Activity — Transcribe all of the data, leaving nothing out and changing nothing.

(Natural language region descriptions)
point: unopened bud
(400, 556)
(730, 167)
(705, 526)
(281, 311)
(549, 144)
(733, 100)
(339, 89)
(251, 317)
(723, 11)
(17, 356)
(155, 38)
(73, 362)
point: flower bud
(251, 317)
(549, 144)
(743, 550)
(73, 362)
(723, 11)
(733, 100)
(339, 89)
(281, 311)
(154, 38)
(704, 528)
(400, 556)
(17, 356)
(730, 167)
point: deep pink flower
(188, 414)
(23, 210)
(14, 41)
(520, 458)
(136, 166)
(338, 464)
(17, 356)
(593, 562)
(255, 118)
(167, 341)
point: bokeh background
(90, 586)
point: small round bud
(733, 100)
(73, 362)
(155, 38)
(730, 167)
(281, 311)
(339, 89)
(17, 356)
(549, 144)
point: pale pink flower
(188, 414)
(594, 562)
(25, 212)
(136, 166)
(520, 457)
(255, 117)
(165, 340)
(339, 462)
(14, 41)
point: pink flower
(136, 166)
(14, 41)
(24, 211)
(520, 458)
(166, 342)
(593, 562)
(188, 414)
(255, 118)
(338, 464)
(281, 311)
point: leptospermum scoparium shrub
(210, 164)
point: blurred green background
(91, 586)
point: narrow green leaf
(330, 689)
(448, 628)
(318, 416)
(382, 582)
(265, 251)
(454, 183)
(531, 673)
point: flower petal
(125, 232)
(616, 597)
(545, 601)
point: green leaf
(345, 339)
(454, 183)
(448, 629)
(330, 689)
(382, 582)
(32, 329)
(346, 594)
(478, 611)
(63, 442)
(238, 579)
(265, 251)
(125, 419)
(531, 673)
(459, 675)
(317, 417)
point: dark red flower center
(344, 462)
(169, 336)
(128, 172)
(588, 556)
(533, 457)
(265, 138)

Written response —
point: unopened bud
(400, 556)
(730, 167)
(705, 526)
(281, 311)
(549, 144)
(733, 100)
(339, 89)
(251, 317)
(723, 11)
(17, 356)
(155, 38)
(73, 362)
point: flower bud
(251, 317)
(549, 144)
(743, 550)
(73, 362)
(723, 11)
(733, 100)
(339, 89)
(281, 311)
(154, 38)
(704, 528)
(400, 556)
(17, 356)
(730, 167)
point: deep pink flower
(188, 414)
(23, 210)
(14, 41)
(520, 458)
(136, 166)
(338, 464)
(17, 356)
(593, 562)
(255, 118)
(167, 341)
point: bokeh background
(90, 586)
point: small round bud
(733, 100)
(73, 362)
(155, 38)
(730, 167)
(281, 311)
(339, 89)
(17, 356)
(549, 144)
point: pale pink flower
(188, 414)
(594, 562)
(25, 212)
(136, 166)
(520, 457)
(255, 117)
(165, 340)
(339, 462)
(14, 41)
point: pink flower
(136, 166)
(14, 41)
(24, 211)
(520, 458)
(166, 342)
(593, 562)
(188, 414)
(255, 118)
(338, 464)
(281, 311)
point: leptospermum scoparium shrub
(210, 164)
point: blurred green background
(91, 586)
point: narrow green leaf
(330, 689)
(448, 628)
(318, 416)
(382, 582)
(265, 251)
(454, 183)
(531, 673)
point: flower petal
(125, 232)
(616, 597)
(545, 601)
point: green leaf
(345, 339)
(454, 183)
(448, 629)
(330, 689)
(382, 582)
(32, 329)
(346, 594)
(478, 611)
(63, 442)
(238, 579)
(265, 251)
(125, 419)
(531, 673)
(459, 675)
(317, 417)
point: dark red flower center
(344, 462)
(169, 336)
(128, 172)
(588, 556)
(533, 457)
(265, 138)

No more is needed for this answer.